→ **题目详情**: 把下方摘录中以“with open('authors_disambiguation_id2doi_addDOI.json'”开头的那段代码改写成简短的列表，保留其主要信息。

# 根据已经获得的诺奖得主的ID和姓名对应关系，找出其合作者信息

## （1）导入需要的库

In [1]:
import json
import re
from fuzzywuzzy import fuzz
from fuzzywuzzy import process



## （2）读取文件

In [2]:
with open('authors_disambiguation_id2doi_addDOI.json', 'r', encoding='utf-8-sig') as fr_1:
    authors_disambiguation_dict = json.load(fr_1)

with open('allJournals_doi2authorsName.json', 'r', encoding='utf-8-sig') as fr_2:
    allPaper_doi2authorsName_dict = json.load(fr_2)

## （3）创建函数

#### 判断两个姓名的姓、名的首字母是否一致

In [5]:
def judge_sameCapital_funct(given_name, choice_name):
    
    bool_char = False
    # 分割符为"," "." " "，且其后可以跟着任意个空白字符" "
    pattern = r'[,.\s]\s*'
    given = re.split(pattern, given_name)
    choice = re.split(pattern, choice_name)

收集的数据:
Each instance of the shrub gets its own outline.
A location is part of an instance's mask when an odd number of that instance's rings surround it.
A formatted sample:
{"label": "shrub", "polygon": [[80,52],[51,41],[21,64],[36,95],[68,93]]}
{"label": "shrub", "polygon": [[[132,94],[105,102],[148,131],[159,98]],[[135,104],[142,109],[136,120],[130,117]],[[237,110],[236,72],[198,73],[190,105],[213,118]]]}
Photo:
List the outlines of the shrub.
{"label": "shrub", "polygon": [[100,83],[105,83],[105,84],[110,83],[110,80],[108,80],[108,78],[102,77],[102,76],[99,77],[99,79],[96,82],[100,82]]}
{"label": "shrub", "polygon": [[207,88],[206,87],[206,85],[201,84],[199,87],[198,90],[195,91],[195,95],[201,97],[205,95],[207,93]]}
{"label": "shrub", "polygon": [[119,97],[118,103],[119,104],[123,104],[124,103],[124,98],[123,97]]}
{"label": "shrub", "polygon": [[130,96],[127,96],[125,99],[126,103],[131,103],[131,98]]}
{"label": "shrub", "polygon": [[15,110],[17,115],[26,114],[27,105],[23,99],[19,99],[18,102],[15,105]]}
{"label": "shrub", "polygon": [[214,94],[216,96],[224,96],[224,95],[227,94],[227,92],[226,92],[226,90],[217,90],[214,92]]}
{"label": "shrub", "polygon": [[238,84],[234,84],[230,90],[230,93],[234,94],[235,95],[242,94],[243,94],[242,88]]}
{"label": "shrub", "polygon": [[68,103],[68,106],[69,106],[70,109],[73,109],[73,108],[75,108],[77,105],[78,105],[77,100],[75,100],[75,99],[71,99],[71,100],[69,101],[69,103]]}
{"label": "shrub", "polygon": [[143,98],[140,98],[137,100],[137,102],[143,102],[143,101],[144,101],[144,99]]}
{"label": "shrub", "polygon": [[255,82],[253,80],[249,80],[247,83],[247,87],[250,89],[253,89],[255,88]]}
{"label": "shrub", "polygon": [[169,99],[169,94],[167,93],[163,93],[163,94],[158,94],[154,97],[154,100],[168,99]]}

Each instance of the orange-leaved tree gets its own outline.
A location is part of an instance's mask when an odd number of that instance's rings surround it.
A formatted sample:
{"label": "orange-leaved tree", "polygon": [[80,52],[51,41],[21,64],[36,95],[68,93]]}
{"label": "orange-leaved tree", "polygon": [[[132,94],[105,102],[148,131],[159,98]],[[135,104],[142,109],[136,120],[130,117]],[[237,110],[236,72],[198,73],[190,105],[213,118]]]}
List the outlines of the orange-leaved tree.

→ **题目解答**:
- 以只读模式、utf-8-sig 编码打开 authors_disambiguation_id2doi_addDOI.json（文件句柄 fr_1），用 json.load 读入 authors_disambiguation_dict。
- 以同样的模式和编码打开 allJournals_doi2authorsName.json（文件句柄 fr_2），用 json.load 读入 allPaper_doi2authorsName_dict。